## Start Document

Adherence to rule grouping dependent on order of ATTACH
Motivation
CMS is seeing that rules which use "CONTAINER" grouping are not always grouped at the same RSE. In fact, we have rules made at different times on the same data and the two classes behave differently.
This is from @nsmith- .
If I look at the wmcore_output rules instead (using the rse expression (tier=2|tier=1)&cms_type=real&rse_type=DISK) I see only one out of 9000 rules is split: 12cc4f5e0dfb4809922498b474be16c3. I suspect a straggling file was added somehow after MSOutput made the rule, not sure if that's possible?
Since the US MiniAOD subscription-based rules are created as soon as the first file appears in the dataset, and the wmcore_output rules are only made once the dataset is complete (modulo the one exception) this means the culprit is probably in the daemon that updates rules when the DID is modified.
The relevant lines are https://github.com/rucio/rucio/blob/88984a4dbc9d8be4e254f61545c7066e6c67de56/lib/rucio/core/rule.py#L2617-L2629 Looking at this it seems if a dataset is attached to a container and then a file is attached to a dataset, then the code will consider previous files, but if the file is attached to the dataset and then the dataset is attached to the container, this will not run and preferred_rse_ids will be left empty. Will try to construct an example to test.
Modification
This could be related to (or is the root cause of) the observed problems, reported recently by CMS users, of datasets not getting automatically transferred to RSEs, when being added to already existing/subscribed containers covered by active replication rules.

## End Document
## Start Recorded data

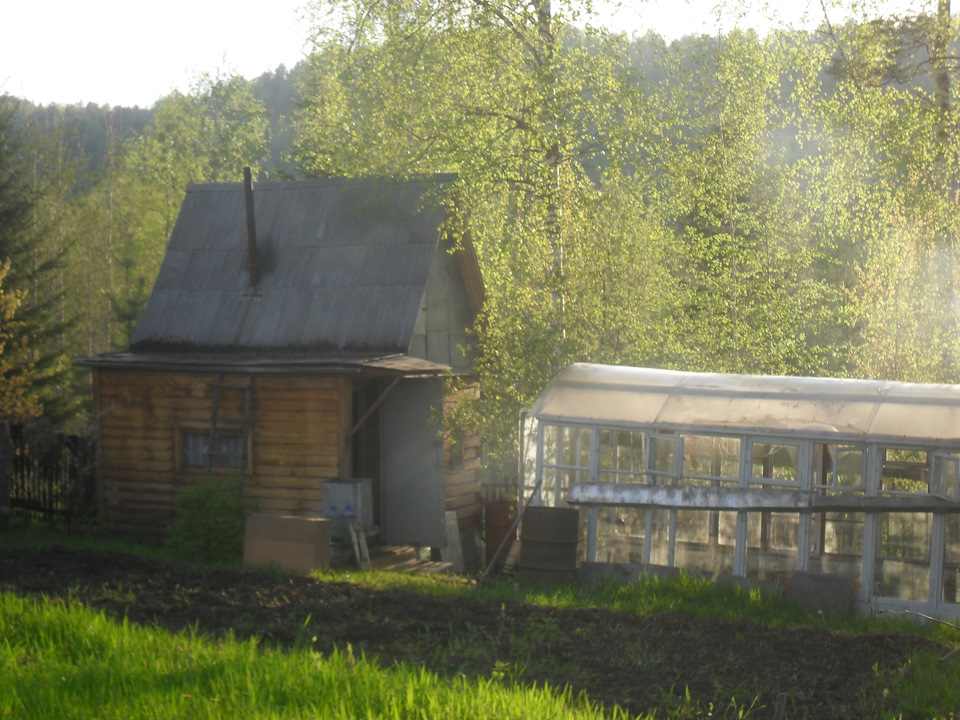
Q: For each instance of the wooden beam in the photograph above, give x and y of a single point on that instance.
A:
(373, 407)
(695, 497)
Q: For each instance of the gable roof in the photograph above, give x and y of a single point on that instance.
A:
(343, 268)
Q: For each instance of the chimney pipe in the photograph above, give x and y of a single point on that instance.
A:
(252, 258)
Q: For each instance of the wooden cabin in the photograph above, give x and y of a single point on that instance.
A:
(297, 333)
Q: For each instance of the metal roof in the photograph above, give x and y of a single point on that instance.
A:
(842, 410)
(343, 268)
(288, 363)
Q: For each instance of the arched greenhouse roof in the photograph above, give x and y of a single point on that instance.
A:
(831, 409)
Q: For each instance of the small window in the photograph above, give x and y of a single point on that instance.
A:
(228, 453)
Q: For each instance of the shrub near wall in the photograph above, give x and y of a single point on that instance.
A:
(210, 522)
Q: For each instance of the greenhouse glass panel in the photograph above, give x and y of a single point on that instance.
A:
(620, 534)
(621, 452)
(905, 471)
(836, 543)
(709, 460)
(951, 560)
(944, 482)
(700, 542)
(663, 451)
(903, 563)
(771, 544)
(774, 464)
(838, 469)
(658, 535)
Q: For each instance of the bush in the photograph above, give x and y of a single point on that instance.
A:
(210, 522)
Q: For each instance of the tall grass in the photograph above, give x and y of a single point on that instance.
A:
(63, 661)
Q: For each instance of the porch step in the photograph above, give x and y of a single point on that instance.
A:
(404, 559)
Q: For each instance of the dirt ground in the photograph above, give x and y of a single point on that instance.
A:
(617, 658)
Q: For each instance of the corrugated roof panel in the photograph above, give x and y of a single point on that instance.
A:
(339, 262)
(844, 409)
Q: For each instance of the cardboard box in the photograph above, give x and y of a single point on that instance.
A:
(294, 543)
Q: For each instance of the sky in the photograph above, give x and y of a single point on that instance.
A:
(126, 53)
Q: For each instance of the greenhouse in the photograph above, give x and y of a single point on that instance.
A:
(759, 476)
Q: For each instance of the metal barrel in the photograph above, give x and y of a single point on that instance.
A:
(548, 545)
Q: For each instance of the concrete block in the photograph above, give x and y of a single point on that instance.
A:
(293, 543)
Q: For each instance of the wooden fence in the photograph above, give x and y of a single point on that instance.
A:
(53, 476)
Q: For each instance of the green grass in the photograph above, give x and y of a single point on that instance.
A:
(62, 661)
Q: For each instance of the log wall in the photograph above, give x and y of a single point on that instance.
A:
(296, 427)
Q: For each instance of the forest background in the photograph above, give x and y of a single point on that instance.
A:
(777, 203)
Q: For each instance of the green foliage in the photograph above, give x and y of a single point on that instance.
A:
(31, 256)
(210, 522)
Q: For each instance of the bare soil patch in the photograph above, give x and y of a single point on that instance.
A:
(617, 658)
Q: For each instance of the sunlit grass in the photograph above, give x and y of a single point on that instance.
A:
(62, 661)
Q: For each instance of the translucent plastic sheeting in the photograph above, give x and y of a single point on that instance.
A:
(843, 409)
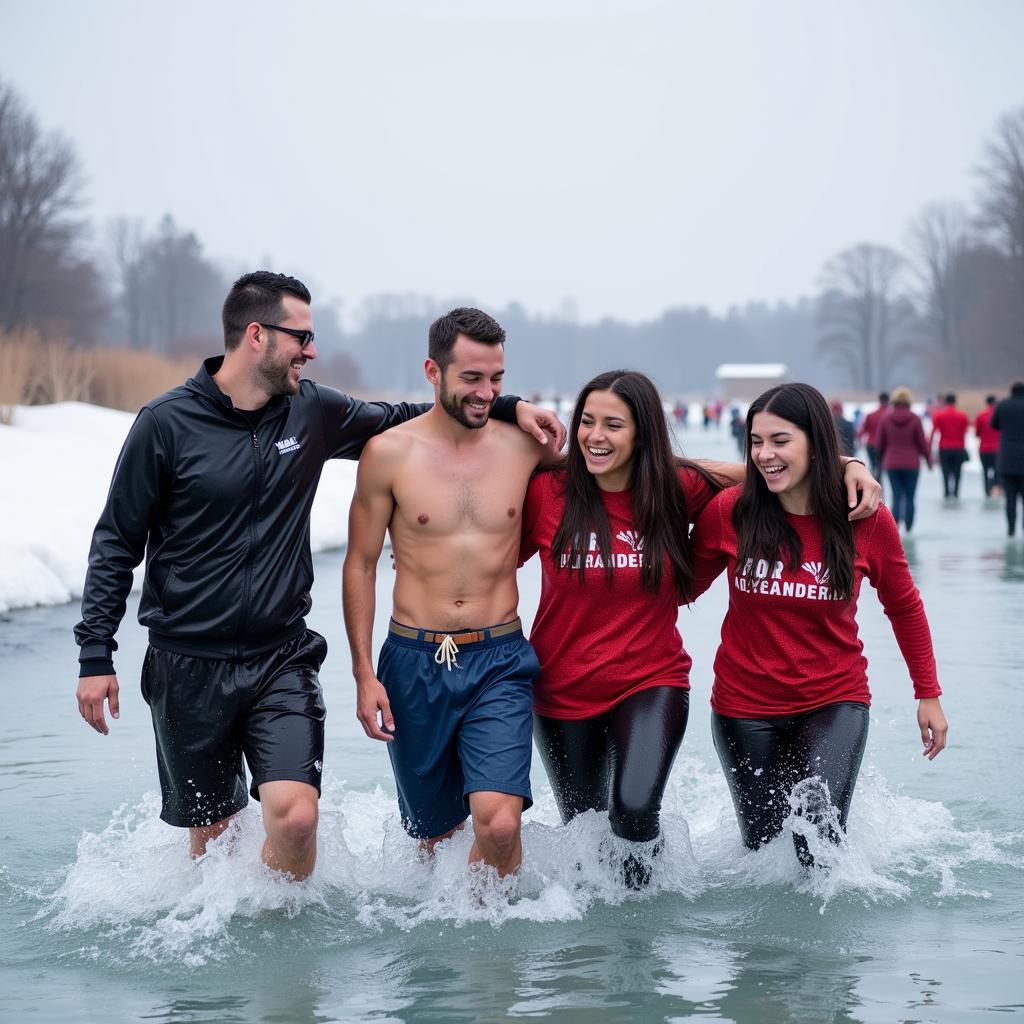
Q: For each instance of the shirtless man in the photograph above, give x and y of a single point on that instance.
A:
(454, 686)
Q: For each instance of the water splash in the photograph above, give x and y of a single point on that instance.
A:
(134, 892)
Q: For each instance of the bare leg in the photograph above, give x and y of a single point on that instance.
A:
(427, 845)
(290, 816)
(497, 825)
(199, 837)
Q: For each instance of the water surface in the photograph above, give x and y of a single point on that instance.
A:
(921, 916)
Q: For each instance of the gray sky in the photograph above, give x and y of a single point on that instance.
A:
(627, 156)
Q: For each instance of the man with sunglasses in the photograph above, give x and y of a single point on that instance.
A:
(214, 485)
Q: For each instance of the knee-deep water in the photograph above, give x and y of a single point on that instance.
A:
(919, 916)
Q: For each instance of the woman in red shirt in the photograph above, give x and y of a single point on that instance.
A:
(791, 694)
(612, 695)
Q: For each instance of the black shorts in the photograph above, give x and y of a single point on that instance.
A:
(459, 728)
(208, 713)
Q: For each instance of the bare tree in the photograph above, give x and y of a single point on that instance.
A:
(861, 310)
(44, 276)
(1001, 218)
(939, 241)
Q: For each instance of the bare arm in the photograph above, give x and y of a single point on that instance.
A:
(368, 521)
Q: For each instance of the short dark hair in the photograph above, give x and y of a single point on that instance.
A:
(256, 297)
(472, 323)
(762, 528)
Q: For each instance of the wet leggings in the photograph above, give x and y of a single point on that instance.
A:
(1013, 488)
(619, 761)
(903, 483)
(763, 759)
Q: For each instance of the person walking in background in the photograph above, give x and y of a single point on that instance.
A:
(736, 429)
(611, 526)
(1008, 418)
(988, 446)
(452, 694)
(901, 445)
(845, 427)
(868, 434)
(791, 697)
(949, 425)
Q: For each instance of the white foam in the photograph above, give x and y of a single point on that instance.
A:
(134, 885)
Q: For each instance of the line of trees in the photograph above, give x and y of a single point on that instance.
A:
(953, 303)
(947, 310)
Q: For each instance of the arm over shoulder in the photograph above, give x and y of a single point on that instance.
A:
(349, 423)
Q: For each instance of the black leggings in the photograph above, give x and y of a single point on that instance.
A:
(617, 762)
(764, 758)
(950, 463)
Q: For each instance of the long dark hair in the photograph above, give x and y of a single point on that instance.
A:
(762, 529)
(659, 511)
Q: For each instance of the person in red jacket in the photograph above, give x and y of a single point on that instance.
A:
(868, 433)
(901, 446)
(988, 446)
(611, 525)
(791, 697)
(949, 425)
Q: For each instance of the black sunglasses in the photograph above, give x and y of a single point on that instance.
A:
(305, 337)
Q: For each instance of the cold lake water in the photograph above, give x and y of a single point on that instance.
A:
(921, 916)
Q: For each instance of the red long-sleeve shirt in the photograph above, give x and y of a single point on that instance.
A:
(599, 644)
(786, 645)
(950, 424)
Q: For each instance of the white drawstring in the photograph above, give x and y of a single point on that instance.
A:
(446, 651)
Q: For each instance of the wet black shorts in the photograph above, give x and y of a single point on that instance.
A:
(461, 726)
(208, 713)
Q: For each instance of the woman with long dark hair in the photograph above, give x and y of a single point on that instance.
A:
(791, 694)
(612, 527)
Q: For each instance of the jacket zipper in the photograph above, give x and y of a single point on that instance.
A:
(251, 556)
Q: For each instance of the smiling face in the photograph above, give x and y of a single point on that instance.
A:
(468, 386)
(781, 453)
(281, 364)
(606, 438)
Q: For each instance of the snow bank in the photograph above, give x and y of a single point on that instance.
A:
(56, 463)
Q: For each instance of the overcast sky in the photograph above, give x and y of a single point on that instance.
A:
(625, 156)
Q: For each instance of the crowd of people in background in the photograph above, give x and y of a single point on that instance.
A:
(896, 441)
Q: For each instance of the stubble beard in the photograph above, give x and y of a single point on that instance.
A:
(454, 408)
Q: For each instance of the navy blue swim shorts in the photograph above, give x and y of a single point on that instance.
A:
(463, 719)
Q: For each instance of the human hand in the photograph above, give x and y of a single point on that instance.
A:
(92, 691)
(542, 423)
(863, 493)
(933, 727)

## End Recorded data

Complete the following:
1 - According to the issue, what will be left empty when a file is attached to the dataset before the dataset is attached to the container?
2 - Rewrite the passage of the issue between "The relevant lines" and "example to test.", inclusive, with "container" changed to "collection".

Answers:
1 - preferred_rse_ids

2 -
The relevant lines are https://github.com/rucio/rucio/blob/88984a4dbc9d8be4e254f61545c7066e6c67de56/lib/rucio/core/rule.py#L2617-L2629 Looking at this it seems if a dataset is attached to a collection and then a file is attached to a dataset, then the code will consider previous files, but if the file is attached to the dataset and then the dataset is attached to the collection, this will not run and preferred_rse_ids will be left empty. Will try to construct an example to test.